Exercise prompt => Extend the blog post about linting 5,046 PySpark projects on GitHub, picking up right after its final sentence.

Source =>
▼

We Linted 5,046 PySpark Projects on GitHub. Here's What Static Analysis Can and Can't Tell You.

I know what you're thinking… "Dear God not another linter". And honestly, the sentiment is understandable. How many of us want to bother installing yet another tool into our already cluttered workflows? How many rules am I going to have to disable THIS time, just to get a clean CI build again? And that is a totally fair position to take. I've been there. But after spending some time working on production PySpark systems that cost hundreds of thousands of dollars per month to run (and nobody bats an eye), it really got me thinking. How much of that spend is actually unneccessary?

Knowing I didn't have the full picture got me curious about whether this is something that can be solved. How prevalent is compute/shuffle/scan waste across the industry? How much money can be saved if those problems are fixed? Is monetary waste a problem that static analysis on its own can handle, and if not, why not? These are questions that I feel are worth asking and digging into because I believe that static analysis has its place in Data Engineering workflows and that it is possible to quantify, with dollars and cents, many of these wasteful spends within the comfort of the engineering dev cycle. What if, at code review time, you could see exactly how much a code change would cost in production, before it ever gets deployed?

First, Here's What Our Static Analysis Found

I scraped 5,046 PySpark repos from GitHub, organized them into tiers based on code maturity, and scanned the repos for anti-patterns. The maturity of a repo was expressed as:

# Tier 4 — Production-Adjacent
if (stars > 200 and is_org
        and (has_deploy or contribs > 10 or commits > 500)):
    return 4

# Tier 3 — Serious Projects
if ((stars > 50 or contribs > 3)
        and (has_ci or has_tests or has_pkg)):
    return 3

# Tier 2 — Personal Projects
if stars >= 5 or contribs >= 2 or commits >= 10:
    return 2

# Tier 1 — Learning/Hobby
return 1

(You can see the full scan harness code at github.com/clusteryieldanalytics/scan-harness)

The linter itself is open source at github.com/clusteryieldanalytics/cylint. A full discussion of all of these anti-patterns is enough for a follow-up blog post on its own, so I'll defer that for now and instead focus on what I found, and how it relates to the questions I asked earlier. If you're interested, you can find the analysis reference for all the static rules I used at clusteryield.app/analysis-reference. And if you're curious about how your own codebase hygiene stacks up, I encourage you to pip install cylint && cy lint src/. Let me know what you find! PRs are always welcome.

▲

Stored rows =>
▼

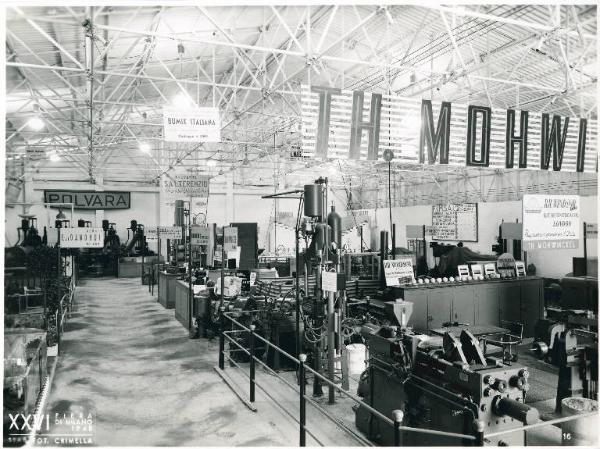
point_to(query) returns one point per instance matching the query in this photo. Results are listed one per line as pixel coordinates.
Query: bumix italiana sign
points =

▲
▼

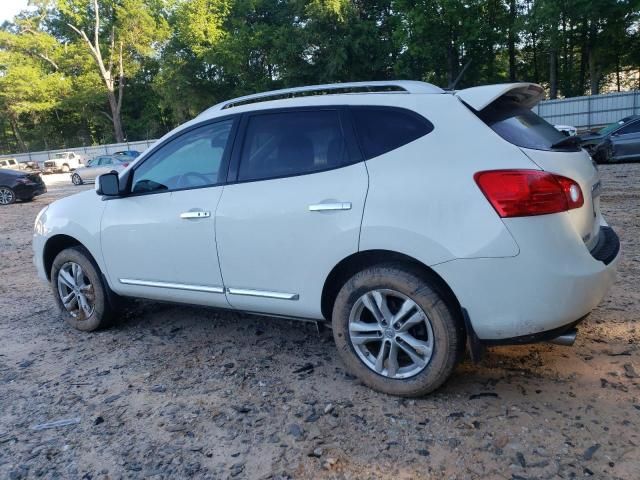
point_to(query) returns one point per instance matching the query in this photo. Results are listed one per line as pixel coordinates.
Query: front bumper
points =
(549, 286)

▲

Exercise answer =>
Anyway, here's how the corpus looks overall:

	Tier 1 — Learning	Tier 2 — Personal	Tier 3 — Serious	Tier 4 — Prod-adj
Repos	1,882	2,574	473	96
PySpark files	24,563	42,198	19,457	1,873
Findings/file	1.44	1.47	0.61	0.33

Okay, so more experienced engineers definitely write cleaner code overall. Hooray! Tell me something I don't know, right? Well, it gets a bit more interesting when I break it down by finding. The data splits into two categories: patterns that decline with maturity, and patterns that persist (or concentrate) in production code.

Rule	Description	T1	T4	Ratio
CY018	schema inference (.read without .schema)	45.6%	17.7%	0.39
CY031	iterating over .collect()	12.1%	4.2%	0.35
CY012	.show() left in	38.0%	11.5%	0.30
CY015	non-equi join	2.8%	1.0%	0.36
CY010	join without explicit how	12.4%	5.2%	0.42
CY005	single-use .cache()	2.1%	1.0%	0.48
CY001	.collect() unfiltered	14.5%	7.3%	0.50
CY013	.coalesce(1)	9.7%	5.2%	0.54
CY006	.toPandas() unfiltered	10.6%	6.2%	0.58
CY009	UDF in .filter()	1.6%	1.0%	0.62

These are the antipatterns that experienced engineers are good at avoiding. I won't spend much time going deep into this data… Most of these antipatterns are obvious and easy to avoid. A full deep-dive into each of them will be covered in a future blog post. But what's much more immediately interesting is what I noticed about the rest of the findings. I certainly didn't expect certain antipatterns to concentrate in production-quality code:

Rule	Description	T1	T4	Ratio	Trend
CY007	cross join	5.3%	9.4%	1.77	▲ more prevalent
CY008	.repartition() before write	3.6%	6.2%	1.72	▲ more prevalent
CY003	.withColumn() in loop	17.1%	28.1%	1.64	▲ more prevalent
CY011	.withColumnRenamed() loop	2.9%	4.2%	1.45	▲ more prevalent
CY025	.cache() without .unpersist	19.3%	24.0%	1.24	▲ more prevalent
CY017	window without .partitionBy	7.1%	8.3%	1.17	▲ more prevalent
CY002	UDF w/ builtin exists	4.9%	4.2%	0.86	— flat
CY020	.count() for emptiness check	3.8%	3.1%	0.82	— flat
CY014	repeated actions w/o cache	28.4%	20.8%	0.73	— flat
CY004	SELECT *	11.9%	8.3%	0.70	— flat

Interesting! Six patterns are more prevalent in production code than in hobby code. After seeing this my first instinct was to assume I had false positives, so I made extra sure that the linter rules were correct (and this data in fact took several tries to get right). And so the question becomes, what does this data tell us?

The answer is not straightforward. I spot checked all of these findings, and the patterns are real. The code genuinely contains these constructs. But what surprised me is that in production-adjacent repos, most of them are there on purpose.

First, CY007 (cross join). These joins are mostly intentional because mature projects use them deliberately for broadcasting small aggregates or generating candidate pairs. This explains the 1.77x ratio (T4 vs T1): beginners rarely need cross joins, while production recommender systems and feature engineering pipelines do. But what a code review will never tell you is whether those tables are silently growing over time, building up to a performance alert, or worse, a job outage. And this is the line of thinking that led me naturally to start rubbing up against the limits of what standard static analysis can give us.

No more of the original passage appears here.